Dataset excerpt:
********************
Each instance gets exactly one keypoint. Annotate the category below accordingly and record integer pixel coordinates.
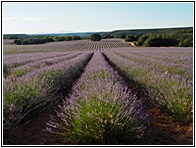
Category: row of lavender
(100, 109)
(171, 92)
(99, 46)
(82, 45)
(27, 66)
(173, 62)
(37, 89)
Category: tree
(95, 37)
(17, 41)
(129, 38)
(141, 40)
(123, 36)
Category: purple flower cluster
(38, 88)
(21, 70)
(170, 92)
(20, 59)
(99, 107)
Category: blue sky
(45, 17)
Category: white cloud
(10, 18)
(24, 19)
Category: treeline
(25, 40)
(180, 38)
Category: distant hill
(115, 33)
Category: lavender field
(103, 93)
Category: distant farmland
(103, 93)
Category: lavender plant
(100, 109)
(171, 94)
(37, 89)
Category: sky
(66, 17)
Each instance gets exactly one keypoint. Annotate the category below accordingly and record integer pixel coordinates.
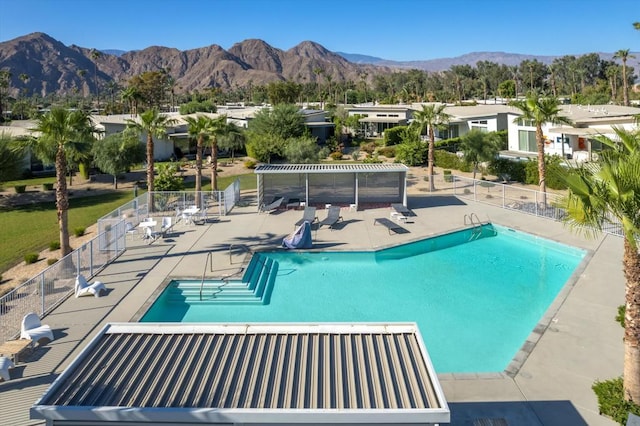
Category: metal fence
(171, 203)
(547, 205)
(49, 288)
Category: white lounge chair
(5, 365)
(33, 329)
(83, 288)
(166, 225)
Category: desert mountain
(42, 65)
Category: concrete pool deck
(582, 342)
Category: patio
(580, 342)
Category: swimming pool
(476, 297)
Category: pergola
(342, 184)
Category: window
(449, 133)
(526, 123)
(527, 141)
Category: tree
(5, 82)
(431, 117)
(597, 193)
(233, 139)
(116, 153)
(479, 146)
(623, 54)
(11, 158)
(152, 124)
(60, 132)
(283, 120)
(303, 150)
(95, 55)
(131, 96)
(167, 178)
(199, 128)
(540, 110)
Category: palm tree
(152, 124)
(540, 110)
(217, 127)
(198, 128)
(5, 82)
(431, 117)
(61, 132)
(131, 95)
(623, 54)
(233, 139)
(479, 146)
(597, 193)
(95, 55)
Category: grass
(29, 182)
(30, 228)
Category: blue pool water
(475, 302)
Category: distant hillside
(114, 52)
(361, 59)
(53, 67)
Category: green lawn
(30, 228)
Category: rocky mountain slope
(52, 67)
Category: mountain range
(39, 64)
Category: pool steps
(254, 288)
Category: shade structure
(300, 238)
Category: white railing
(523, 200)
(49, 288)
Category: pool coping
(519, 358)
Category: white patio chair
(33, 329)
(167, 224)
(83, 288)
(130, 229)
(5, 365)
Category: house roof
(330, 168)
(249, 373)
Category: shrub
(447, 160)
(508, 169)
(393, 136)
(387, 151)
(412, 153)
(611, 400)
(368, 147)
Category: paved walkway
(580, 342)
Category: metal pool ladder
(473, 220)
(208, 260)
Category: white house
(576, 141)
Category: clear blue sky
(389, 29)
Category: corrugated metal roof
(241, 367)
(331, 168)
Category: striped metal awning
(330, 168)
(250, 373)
********************
» **SET PROBLEM**: Leave out the pictures and output every record above precisely as given.

» **FULL RESPONSE**:
Each instance gets exactly one keypoint. Annotate the category below accordingly and record integer pixel coordinates.
Category: row of lavender
(100, 109)
(171, 92)
(99, 46)
(82, 45)
(27, 66)
(173, 62)
(37, 89)
Category: tree
(95, 37)
(17, 41)
(129, 38)
(141, 40)
(123, 36)
Category: purple flower cluster
(38, 88)
(21, 70)
(170, 92)
(20, 59)
(99, 107)
Category: blue sky
(45, 17)
Category: white cloud
(10, 18)
(24, 19)
Category: treeline
(25, 40)
(180, 38)
Category: distant hill
(115, 33)
Category: lavender field
(103, 93)
Category: distant farmland
(103, 93)
Category: lavender plant
(100, 109)
(171, 94)
(37, 89)
Category: sky
(66, 17)
Each instance gets exactly one keypoint. Annotate the category below accordingly and record integer pixel coordinates.
Category: metal fence
(171, 203)
(547, 205)
(49, 288)
Category: white lounge chair
(5, 365)
(33, 329)
(83, 288)
(166, 225)
Category: desert mountain
(42, 65)
Category: concrete pool deck
(582, 342)
Category: patio
(580, 342)
Category: swimming pool
(476, 297)
Category: pergola
(342, 184)
Category: window
(449, 133)
(526, 123)
(527, 141)
Category: tree
(5, 82)
(431, 117)
(597, 193)
(233, 139)
(116, 153)
(479, 146)
(623, 54)
(11, 158)
(152, 124)
(60, 132)
(283, 120)
(303, 150)
(95, 55)
(131, 96)
(167, 178)
(199, 128)
(540, 110)
Category: palm tree
(152, 124)
(540, 110)
(217, 127)
(198, 128)
(5, 82)
(431, 117)
(61, 132)
(131, 95)
(623, 54)
(233, 139)
(479, 146)
(597, 193)
(95, 55)
Category: grass
(29, 182)
(30, 228)
Category: blue pool water
(475, 302)
Category: distant hillside
(114, 52)
(361, 59)
(53, 67)
Category: green lawn
(30, 228)
Category: rocky mountain slope
(52, 67)
Category: mountain range
(39, 64)
Category: pool steps
(254, 288)
Category: shade structure
(300, 238)
Category: white railing
(523, 200)
(49, 288)
Category: pool coping
(519, 358)
Category: white patio chair
(33, 329)
(167, 224)
(83, 288)
(130, 229)
(5, 365)
Category: house roof
(330, 168)
(249, 373)
Category: shrub
(447, 160)
(508, 169)
(393, 136)
(387, 151)
(412, 153)
(611, 400)
(368, 147)
Category: paved walkway
(580, 342)
Category: metal pool ladder
(473, 220)
(208, 260)
Category: white house
(576, 141)
Category: clear blue sky
(389, 29)
Category: corrugated metal roof
(241, 367)
(331, 168)
Category: striped metal awning
(330, 168)
(250, 373)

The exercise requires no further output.